▸ **EXTRACTED TEXT**
Blaser’s own research has pinpointed the gut bacteria of U.S. children, finding that a specific species of bacteria thought to reduce the risk of asthma was very low. The decline of this bacteria in the West, as opposed to its appearance in the vast majority of the developing world, could have medical consequences. Blaser suspects that asthma is one of the primary illnesses affected by the changing microbiome; rates have escalated in the U.S. for the past three decades, growing over 28 percent between 2001 and 2011.

Dozens of researchers are looking into a range of potential strategies to use bacteria as medicine for immune disorders. Scher believes that eventually, it will be possible to treat arthritis, and other immune disorders, by adjusting the microbiome. At the Mayo Clinic, Taneja has found that a species of bacteria can prevent or halt the mouse versions of both rheumatoid arthritis, and multiple sclerosis—an autoimmune disease of the brain and nerves. Harvard University microbiologist Dennis Kasper, who discovered a targeted compound in the gut that protects mice from certain autoimmune diseases, including MS, is optimistic: “In 10 or 15 years, I think the microbiome will be a key therapeutic option for some of these diseases. There will be challenges, but I don’t see why it can’t happen. This isn’t science fiction.”

(Stored records)
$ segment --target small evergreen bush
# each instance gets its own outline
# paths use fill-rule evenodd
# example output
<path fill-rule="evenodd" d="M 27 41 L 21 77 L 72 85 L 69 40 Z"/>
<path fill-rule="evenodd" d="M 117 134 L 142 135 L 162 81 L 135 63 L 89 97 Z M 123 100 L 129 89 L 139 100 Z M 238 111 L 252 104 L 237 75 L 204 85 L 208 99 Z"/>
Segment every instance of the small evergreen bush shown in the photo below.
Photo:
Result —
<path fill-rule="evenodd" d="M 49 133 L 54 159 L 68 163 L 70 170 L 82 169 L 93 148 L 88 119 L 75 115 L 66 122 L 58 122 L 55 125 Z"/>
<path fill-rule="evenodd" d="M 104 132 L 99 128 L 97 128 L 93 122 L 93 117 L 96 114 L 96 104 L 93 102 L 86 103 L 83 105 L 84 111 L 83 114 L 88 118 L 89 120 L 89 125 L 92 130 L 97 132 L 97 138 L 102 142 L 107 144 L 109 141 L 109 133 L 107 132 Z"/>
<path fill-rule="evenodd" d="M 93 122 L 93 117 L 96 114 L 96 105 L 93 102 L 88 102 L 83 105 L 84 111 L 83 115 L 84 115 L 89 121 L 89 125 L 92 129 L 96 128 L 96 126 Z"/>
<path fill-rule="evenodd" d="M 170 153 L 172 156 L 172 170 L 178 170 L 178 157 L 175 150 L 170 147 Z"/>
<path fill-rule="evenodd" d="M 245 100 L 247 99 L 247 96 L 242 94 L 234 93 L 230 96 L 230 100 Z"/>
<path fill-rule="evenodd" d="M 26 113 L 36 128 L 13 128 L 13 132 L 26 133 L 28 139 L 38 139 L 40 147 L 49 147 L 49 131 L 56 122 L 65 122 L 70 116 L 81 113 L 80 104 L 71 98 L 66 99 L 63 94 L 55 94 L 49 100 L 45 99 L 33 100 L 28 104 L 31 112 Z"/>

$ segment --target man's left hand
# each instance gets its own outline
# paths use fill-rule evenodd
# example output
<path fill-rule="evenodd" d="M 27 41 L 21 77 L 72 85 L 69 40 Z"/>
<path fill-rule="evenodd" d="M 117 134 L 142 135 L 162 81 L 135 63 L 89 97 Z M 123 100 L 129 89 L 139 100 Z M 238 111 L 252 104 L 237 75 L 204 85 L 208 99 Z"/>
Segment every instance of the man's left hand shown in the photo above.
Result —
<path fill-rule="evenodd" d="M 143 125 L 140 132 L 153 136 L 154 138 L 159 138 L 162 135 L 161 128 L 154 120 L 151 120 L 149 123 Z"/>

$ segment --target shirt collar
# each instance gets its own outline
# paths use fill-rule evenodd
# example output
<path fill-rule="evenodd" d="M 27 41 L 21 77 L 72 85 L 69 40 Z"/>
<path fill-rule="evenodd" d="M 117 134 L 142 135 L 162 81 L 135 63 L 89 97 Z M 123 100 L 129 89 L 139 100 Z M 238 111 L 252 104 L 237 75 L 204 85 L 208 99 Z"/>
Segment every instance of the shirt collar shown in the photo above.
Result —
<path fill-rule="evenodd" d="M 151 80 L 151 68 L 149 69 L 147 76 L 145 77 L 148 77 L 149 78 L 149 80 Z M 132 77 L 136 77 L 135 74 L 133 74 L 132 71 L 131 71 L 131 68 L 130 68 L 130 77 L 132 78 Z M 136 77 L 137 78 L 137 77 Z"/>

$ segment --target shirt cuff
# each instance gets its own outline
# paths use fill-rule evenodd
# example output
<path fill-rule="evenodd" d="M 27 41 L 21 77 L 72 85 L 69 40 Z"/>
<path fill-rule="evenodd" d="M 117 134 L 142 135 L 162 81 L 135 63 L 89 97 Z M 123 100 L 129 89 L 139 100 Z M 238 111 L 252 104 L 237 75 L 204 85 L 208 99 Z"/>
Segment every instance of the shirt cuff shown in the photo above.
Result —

▸ **WORK TO BE COMPLETED**
Copy out the part of the gut bacteria passage that starts at "Blaser’s own research" and ends at "2001 and 2011.".

▸ **WRITTEN SOLUTION**
Blaser’s own research has pinpointed the gut bacteria of U.S. children, finding that a specific species of bacteria thought to reduce the risk of asthma was very low. The decline of this bacteria in the West, as opposed to its appearance in the vast majority of the developing world, could have medical consequences. Blaser suspects that asthma is one of the primary illnesses affected by the changing microbiome; rates have escalated in the U.S. for the past three decades, growing over 28 percent between 2001 and 2011.